■ **PROBLEM DETAILS**
The answer is to be the lines below that lie between the line holding "In this exercise you will mark the parked" and the line holding "In this exercise you will mark the framed", inclusive, transcribed exactly and free of pictures.

■ **RECORDS TO PROCESS**
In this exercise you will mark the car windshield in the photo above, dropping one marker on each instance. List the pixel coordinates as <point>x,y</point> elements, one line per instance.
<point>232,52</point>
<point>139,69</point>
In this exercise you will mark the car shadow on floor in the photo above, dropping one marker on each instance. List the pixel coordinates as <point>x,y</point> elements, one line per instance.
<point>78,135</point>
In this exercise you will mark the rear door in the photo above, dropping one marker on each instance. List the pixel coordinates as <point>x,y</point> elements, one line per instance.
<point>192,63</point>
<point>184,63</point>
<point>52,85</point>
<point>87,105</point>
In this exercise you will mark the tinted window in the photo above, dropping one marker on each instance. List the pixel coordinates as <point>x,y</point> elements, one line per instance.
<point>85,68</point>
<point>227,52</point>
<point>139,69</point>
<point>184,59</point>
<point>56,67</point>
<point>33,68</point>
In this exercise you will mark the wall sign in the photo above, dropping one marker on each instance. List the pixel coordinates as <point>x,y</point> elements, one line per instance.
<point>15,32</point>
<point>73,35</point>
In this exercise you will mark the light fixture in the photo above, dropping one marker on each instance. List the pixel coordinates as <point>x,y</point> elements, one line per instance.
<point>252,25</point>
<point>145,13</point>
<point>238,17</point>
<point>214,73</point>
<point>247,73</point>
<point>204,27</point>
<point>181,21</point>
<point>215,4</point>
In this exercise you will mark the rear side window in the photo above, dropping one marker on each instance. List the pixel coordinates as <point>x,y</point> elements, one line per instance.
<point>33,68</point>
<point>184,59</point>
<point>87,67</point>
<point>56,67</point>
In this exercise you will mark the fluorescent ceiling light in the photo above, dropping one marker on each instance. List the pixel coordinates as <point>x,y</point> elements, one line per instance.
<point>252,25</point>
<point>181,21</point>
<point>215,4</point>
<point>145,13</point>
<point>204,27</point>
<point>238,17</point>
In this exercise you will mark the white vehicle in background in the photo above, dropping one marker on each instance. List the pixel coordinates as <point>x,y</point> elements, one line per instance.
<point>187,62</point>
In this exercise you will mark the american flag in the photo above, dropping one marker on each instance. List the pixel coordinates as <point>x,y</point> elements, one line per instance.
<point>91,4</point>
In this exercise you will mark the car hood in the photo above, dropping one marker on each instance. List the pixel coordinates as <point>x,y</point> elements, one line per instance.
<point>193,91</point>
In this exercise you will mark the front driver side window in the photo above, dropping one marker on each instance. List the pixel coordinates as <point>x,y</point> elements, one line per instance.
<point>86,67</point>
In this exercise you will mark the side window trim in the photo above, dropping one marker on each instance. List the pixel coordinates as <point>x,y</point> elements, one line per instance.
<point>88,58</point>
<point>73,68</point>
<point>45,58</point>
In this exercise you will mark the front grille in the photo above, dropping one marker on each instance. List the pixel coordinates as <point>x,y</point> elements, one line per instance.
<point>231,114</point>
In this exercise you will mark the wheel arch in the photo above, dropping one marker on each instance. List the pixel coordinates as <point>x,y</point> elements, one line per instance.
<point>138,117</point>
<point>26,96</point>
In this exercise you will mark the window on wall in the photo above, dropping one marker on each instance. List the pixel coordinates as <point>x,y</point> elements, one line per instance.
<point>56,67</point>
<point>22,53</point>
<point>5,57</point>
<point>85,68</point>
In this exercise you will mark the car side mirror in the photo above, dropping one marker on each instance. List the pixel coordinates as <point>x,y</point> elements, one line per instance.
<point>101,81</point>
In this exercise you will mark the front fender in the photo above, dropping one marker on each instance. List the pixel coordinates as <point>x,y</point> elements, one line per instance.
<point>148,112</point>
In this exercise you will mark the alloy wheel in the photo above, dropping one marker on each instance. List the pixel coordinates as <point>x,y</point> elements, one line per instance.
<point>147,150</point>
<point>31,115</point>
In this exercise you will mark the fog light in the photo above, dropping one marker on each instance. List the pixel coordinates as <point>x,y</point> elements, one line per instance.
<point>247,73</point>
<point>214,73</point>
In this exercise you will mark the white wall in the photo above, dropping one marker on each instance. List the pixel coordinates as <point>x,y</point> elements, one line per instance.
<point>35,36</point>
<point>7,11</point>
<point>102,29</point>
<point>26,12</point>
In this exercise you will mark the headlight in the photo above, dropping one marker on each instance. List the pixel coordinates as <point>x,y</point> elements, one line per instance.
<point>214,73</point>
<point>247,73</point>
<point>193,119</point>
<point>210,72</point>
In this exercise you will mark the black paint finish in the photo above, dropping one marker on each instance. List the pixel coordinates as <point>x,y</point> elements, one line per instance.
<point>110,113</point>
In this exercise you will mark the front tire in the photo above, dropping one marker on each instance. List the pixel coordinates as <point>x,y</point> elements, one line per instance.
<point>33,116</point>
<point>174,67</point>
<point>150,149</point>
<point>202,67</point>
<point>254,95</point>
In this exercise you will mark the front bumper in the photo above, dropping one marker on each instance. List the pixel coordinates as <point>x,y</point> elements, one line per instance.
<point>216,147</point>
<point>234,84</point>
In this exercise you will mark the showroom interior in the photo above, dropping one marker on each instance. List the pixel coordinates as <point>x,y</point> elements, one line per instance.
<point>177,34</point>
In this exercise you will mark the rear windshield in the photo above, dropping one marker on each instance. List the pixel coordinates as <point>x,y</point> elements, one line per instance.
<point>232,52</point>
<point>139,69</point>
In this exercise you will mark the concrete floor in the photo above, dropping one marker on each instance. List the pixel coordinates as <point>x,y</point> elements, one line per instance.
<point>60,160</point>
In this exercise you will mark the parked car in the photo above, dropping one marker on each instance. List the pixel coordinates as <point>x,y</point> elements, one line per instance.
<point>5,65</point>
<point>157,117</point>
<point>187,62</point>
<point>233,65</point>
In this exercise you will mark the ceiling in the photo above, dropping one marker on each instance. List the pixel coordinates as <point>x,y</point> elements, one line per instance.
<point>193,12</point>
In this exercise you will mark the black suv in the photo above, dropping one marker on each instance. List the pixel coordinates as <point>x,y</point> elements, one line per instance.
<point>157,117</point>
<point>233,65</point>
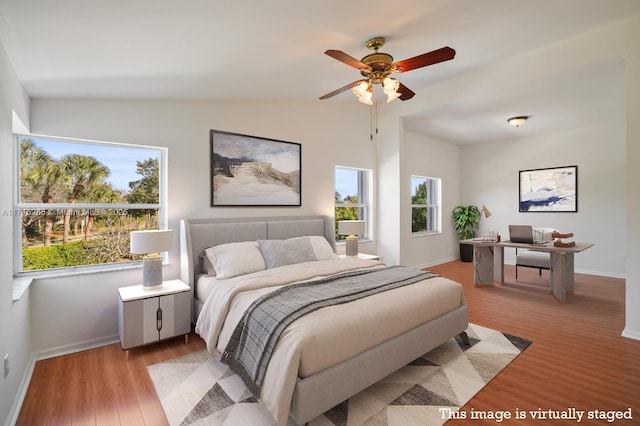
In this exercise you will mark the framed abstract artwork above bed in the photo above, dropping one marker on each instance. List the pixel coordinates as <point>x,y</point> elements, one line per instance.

---

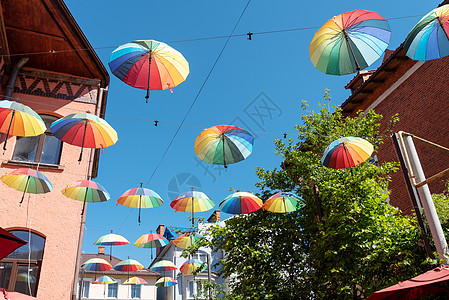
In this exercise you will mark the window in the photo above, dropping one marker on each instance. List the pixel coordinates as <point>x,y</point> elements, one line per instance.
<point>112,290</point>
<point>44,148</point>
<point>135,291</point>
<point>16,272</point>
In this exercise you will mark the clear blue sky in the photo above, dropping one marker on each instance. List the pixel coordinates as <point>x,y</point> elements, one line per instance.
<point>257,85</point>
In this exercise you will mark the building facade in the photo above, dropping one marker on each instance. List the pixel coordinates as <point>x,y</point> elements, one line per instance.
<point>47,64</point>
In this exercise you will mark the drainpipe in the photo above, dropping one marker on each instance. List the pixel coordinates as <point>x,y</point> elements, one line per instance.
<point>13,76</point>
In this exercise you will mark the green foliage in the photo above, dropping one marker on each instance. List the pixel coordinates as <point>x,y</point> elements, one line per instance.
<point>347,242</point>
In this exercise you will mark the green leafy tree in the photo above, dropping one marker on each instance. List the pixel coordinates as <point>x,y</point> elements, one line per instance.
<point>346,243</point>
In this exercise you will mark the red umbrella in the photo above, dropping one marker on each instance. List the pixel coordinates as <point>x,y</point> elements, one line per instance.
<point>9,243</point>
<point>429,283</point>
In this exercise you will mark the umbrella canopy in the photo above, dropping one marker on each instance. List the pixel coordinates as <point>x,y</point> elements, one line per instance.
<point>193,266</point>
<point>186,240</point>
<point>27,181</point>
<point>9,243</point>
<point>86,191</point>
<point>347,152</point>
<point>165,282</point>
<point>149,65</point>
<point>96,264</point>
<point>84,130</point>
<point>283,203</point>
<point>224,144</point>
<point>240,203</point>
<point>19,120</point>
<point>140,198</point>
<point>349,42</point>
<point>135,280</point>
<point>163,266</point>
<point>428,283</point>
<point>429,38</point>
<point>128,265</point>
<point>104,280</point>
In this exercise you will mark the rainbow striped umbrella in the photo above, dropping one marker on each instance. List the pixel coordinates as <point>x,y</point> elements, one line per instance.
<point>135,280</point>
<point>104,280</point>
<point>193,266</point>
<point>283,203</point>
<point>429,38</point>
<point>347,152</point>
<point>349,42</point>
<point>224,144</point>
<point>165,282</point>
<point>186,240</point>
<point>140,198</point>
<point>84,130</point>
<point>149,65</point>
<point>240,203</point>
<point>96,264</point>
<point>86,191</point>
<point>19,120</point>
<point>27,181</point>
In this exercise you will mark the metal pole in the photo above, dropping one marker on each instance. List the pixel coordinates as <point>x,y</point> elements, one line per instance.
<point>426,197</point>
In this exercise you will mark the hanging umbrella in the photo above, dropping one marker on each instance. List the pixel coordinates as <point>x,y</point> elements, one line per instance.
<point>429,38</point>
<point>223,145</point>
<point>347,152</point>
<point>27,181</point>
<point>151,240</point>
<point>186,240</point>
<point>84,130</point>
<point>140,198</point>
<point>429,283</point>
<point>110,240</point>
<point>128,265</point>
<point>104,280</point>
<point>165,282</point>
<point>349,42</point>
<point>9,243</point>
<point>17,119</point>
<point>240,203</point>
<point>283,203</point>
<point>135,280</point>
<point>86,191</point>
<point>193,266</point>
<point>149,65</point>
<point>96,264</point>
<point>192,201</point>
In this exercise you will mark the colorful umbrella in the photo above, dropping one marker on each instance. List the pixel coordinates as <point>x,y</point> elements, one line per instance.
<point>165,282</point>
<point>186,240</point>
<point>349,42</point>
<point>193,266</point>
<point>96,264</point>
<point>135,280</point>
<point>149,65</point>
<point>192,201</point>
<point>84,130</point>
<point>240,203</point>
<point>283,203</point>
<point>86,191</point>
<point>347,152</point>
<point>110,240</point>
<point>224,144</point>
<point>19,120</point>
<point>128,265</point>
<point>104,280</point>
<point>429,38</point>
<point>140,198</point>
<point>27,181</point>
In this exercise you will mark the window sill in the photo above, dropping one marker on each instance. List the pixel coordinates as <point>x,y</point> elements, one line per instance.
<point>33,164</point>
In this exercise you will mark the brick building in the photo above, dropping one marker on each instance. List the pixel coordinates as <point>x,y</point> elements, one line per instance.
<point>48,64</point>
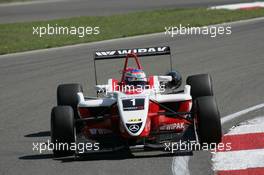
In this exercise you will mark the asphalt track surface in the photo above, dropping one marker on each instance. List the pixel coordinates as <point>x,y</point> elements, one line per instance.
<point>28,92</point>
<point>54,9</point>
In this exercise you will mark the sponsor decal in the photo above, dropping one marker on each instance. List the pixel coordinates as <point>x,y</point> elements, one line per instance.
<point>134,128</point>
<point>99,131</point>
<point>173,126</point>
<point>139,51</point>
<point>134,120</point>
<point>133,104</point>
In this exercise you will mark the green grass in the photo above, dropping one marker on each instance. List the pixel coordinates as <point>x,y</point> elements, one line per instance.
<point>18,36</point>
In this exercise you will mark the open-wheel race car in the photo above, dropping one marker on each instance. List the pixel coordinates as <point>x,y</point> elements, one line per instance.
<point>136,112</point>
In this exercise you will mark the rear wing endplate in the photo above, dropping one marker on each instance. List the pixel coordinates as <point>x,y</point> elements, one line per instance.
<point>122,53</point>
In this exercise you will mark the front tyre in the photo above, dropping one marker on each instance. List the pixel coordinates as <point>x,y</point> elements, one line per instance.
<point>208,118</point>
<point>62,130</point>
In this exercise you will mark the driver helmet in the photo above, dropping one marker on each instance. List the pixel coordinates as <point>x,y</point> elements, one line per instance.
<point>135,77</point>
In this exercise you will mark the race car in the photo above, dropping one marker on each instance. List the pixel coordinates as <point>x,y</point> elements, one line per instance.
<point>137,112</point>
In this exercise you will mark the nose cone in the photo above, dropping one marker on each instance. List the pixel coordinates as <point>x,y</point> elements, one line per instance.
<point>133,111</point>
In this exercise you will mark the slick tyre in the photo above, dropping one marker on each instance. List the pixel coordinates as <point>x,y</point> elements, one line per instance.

* * *

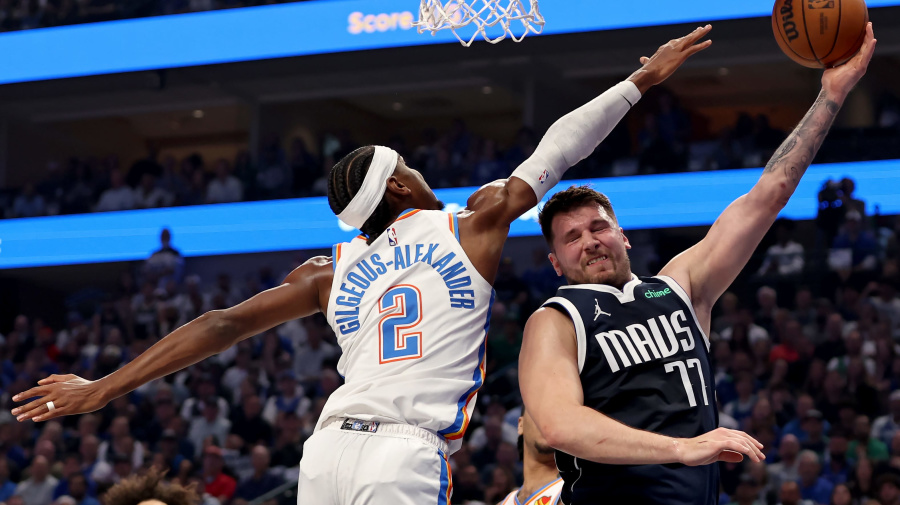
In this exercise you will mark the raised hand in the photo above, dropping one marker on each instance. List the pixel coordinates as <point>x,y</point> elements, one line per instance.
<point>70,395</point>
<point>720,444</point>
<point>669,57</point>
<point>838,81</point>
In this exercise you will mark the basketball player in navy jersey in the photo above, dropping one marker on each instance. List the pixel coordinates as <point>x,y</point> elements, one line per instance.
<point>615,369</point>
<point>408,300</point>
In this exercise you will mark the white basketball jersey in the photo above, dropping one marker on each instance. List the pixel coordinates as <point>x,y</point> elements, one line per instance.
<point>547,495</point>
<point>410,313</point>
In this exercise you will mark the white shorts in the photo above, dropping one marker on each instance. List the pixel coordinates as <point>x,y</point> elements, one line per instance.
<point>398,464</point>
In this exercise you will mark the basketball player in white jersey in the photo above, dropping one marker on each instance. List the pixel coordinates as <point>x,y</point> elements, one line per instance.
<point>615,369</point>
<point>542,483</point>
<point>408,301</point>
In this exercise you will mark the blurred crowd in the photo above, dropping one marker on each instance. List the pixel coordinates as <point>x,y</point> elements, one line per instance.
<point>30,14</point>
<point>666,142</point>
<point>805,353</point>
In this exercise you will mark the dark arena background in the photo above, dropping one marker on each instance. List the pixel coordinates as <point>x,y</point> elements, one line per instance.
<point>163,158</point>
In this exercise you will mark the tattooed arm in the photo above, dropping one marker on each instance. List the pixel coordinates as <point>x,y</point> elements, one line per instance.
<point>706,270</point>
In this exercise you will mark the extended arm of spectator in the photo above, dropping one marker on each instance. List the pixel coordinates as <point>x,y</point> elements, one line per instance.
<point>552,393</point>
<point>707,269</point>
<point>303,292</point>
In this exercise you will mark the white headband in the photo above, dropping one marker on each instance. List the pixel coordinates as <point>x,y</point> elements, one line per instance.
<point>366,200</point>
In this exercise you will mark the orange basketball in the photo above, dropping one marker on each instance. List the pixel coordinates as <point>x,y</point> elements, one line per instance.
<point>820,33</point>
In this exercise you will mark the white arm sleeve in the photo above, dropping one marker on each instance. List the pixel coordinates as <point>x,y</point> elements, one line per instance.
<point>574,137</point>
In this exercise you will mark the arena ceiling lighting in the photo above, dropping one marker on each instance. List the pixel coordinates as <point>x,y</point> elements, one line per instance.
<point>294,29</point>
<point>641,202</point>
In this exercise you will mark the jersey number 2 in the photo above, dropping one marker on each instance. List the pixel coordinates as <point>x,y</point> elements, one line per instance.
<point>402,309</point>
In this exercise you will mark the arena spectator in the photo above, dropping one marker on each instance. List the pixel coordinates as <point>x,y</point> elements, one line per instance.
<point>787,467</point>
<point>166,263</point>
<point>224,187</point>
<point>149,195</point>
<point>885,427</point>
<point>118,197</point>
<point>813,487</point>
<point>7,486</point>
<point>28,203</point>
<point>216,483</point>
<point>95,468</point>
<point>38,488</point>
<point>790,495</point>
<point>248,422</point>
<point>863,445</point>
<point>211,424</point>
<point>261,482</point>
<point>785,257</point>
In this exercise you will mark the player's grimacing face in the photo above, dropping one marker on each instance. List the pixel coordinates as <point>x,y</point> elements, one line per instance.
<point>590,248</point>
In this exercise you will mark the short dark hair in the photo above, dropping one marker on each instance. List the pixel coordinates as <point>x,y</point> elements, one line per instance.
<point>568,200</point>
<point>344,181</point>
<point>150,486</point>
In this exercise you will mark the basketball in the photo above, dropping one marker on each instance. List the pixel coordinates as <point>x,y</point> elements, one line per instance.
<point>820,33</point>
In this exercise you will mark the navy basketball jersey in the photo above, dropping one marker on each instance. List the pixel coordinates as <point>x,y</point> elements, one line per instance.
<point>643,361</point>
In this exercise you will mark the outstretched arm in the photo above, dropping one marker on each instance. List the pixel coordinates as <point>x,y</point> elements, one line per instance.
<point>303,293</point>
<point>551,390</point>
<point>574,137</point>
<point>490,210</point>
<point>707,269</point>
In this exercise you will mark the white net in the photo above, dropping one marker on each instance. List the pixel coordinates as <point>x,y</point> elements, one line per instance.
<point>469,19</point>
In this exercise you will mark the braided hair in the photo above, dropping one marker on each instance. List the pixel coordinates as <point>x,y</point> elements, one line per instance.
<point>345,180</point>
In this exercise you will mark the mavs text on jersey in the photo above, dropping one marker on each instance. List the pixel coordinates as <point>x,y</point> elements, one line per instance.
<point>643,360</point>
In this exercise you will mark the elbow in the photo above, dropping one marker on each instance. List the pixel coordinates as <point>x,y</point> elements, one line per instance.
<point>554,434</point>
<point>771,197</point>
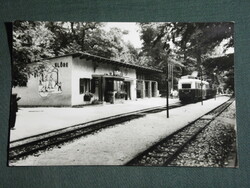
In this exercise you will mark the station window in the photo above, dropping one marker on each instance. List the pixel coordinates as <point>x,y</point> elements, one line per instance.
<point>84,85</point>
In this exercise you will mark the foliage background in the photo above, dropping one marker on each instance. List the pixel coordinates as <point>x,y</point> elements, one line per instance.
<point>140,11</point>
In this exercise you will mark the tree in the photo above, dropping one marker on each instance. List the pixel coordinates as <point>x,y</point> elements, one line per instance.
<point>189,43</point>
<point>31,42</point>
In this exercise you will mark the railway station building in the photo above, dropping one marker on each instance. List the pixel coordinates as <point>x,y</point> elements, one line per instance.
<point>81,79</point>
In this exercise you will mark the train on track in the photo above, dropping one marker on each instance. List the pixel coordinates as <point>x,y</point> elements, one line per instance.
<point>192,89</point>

■ **EXERCISE ANSWER**
In this exercise you will mark the parked car in the photo above, dropping one marker on each instance. List the pixel coordinates as <point>x,y</point> elements, one line per instance.
<point>5,65</point>
<point>157,117</point>
<point>187,62</point>
<point>233,65</point>
In this exercise you will mark the ceiling in the photo above, dropping one marker on each instance. List the pixel coordinates as <point>x,y</point> elements, one line per instance.
<point>193,12</point>
In this exercise you will mark the black suv in the photo above, dropping one marker on each instance. List the pixel coordinates as <point>x,y</point> elements, one line per instance.
<point>157,117</point>
<point>233,65</point>
In this exercise you will mark the framed abstract artwork above bed in the photo above, dropping one marker on each instance. List the pixel coordinates as <point>x,y</point> elements, one line per instance.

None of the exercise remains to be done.